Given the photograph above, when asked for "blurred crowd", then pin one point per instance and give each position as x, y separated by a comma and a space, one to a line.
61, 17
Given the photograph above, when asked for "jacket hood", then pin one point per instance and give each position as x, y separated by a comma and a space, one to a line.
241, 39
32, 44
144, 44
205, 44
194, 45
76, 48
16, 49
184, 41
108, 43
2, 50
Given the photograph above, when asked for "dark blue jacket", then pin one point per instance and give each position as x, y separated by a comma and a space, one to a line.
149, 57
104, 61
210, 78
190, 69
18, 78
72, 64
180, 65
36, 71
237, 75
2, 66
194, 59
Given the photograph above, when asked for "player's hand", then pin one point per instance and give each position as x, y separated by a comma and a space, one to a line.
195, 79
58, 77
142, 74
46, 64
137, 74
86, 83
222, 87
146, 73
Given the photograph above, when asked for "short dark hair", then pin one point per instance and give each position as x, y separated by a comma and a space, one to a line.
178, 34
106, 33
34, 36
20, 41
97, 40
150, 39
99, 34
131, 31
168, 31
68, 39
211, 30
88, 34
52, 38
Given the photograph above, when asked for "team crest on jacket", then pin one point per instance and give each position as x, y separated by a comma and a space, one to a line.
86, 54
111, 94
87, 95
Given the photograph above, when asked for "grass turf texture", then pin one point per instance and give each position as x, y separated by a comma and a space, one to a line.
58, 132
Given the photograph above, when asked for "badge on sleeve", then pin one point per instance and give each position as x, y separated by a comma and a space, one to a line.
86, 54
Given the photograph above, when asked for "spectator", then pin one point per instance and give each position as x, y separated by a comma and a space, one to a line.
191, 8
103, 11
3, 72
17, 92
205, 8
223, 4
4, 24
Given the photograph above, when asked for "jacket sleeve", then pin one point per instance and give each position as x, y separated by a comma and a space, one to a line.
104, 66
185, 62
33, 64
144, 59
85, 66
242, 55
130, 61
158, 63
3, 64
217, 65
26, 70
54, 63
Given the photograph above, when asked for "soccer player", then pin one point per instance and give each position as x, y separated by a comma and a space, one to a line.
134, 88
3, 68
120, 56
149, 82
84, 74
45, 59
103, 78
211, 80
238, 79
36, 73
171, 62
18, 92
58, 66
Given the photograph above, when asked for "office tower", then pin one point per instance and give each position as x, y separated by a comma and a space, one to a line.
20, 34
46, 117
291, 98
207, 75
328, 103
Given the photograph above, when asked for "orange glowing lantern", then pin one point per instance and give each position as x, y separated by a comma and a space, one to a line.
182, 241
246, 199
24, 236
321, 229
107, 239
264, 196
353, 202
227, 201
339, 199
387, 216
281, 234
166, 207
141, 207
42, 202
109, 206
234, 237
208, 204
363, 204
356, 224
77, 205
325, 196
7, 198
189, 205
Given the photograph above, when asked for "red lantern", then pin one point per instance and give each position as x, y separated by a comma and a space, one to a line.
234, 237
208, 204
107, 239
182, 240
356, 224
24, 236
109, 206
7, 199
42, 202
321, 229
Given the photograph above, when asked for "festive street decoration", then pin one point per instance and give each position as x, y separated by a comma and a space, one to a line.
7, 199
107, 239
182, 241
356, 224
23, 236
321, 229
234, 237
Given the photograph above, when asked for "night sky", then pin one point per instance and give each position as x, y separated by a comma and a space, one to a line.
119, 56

----------

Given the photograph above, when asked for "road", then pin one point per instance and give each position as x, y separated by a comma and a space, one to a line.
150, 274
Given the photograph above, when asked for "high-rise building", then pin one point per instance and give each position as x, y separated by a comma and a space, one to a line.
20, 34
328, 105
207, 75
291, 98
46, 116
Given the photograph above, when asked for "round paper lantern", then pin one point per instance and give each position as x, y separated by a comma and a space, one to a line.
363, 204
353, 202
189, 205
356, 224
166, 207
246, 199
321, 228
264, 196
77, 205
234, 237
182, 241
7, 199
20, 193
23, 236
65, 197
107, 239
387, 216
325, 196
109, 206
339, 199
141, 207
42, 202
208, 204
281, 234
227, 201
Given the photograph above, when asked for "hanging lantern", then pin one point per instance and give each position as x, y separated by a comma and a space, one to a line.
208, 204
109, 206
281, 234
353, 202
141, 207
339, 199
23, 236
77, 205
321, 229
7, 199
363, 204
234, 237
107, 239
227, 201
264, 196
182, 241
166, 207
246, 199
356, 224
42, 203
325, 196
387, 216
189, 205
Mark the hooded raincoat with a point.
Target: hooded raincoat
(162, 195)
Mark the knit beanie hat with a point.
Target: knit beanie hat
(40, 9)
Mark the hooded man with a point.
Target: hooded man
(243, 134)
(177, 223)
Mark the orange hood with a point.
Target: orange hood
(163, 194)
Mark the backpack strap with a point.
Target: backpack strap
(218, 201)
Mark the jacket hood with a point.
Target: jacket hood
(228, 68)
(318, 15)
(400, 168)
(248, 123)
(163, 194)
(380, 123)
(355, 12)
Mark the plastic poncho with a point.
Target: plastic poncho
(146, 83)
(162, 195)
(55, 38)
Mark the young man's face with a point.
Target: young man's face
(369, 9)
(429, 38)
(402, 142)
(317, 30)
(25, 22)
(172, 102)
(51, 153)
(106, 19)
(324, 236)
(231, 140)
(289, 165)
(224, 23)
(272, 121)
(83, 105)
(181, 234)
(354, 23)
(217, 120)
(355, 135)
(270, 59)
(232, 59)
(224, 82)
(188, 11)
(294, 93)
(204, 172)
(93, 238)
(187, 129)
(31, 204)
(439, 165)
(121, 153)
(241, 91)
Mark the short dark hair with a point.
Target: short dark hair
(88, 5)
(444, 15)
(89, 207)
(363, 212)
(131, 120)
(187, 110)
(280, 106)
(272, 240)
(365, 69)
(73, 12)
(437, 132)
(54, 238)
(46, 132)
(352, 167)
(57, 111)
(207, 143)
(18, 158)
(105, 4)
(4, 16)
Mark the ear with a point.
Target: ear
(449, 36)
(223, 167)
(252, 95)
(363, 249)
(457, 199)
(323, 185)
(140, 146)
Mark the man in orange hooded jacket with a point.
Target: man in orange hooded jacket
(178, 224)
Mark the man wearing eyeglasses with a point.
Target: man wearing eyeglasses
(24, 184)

----------

- [ACTIVITY]: Where the listing above reaches the line that contains "Mark the knit beanie hat with a point.", start retyping, and finish with the line that contains "Mark the ear with a point."; reproduce those lines exactly and no others.

- [PROBLEM SOLUTION]:
Mark the knit beanie hat with a point.
Target: knit beanie hat
(40, 9)
Mark the hooded man with a point.
Target: hooded man
(243, 134)
(177, 223)
Mark the orange hood with a point.
Target: orange hood
(163, 194)
Mark the backpack strap with a point.
Target: backpack strap
(218, 201)
Mark the jacket hood with a point.
Target: jacket hood
(228, 68)
(318, 15)
(400, 168)
(248, 123)
(163, 194)
(380, 123)
(355, 12)
Mark the plastic poncho with a point.
Target: plastic poncho
(146, 83)
(162, 195)
(55, 38)
Mark the young man's face with a point.
Target: young man's face
(369, 9)
(429, 38)
(402, 142)
(317, 30)
(25, 22)
(172, 102)
(51, 153)
(106, 19)
(324, 236)
(231, 140)
(289, 165)
(224, 23)
(272, 121)
(83, 105)
(181, 234)
(354, 23)
(217, 120)
(355, 135)
(270, 59)
(232, 59)
(224, 82)
(188, 11)
(294, 93)
(204, 172)
(93, 238)
(187, 129)
(31, 204)
(439, 165)
(121, 153)
(241, 91)
Mark the short dark hair with a point.
Target: short dark hair
(88, 5)
(444, 15)
(89, 207)
(363, 212)
(131, 120)
(187, 110)
(280, 106)
(272, 240)
(365, 69)
(73, 12)
(437, 132)
(54, 238)
(46, 132)
(352, 167)
(57, 111)
(207, 143)
(18, 158)
(105, 4)
(4, 16)
Mark the ear with a point.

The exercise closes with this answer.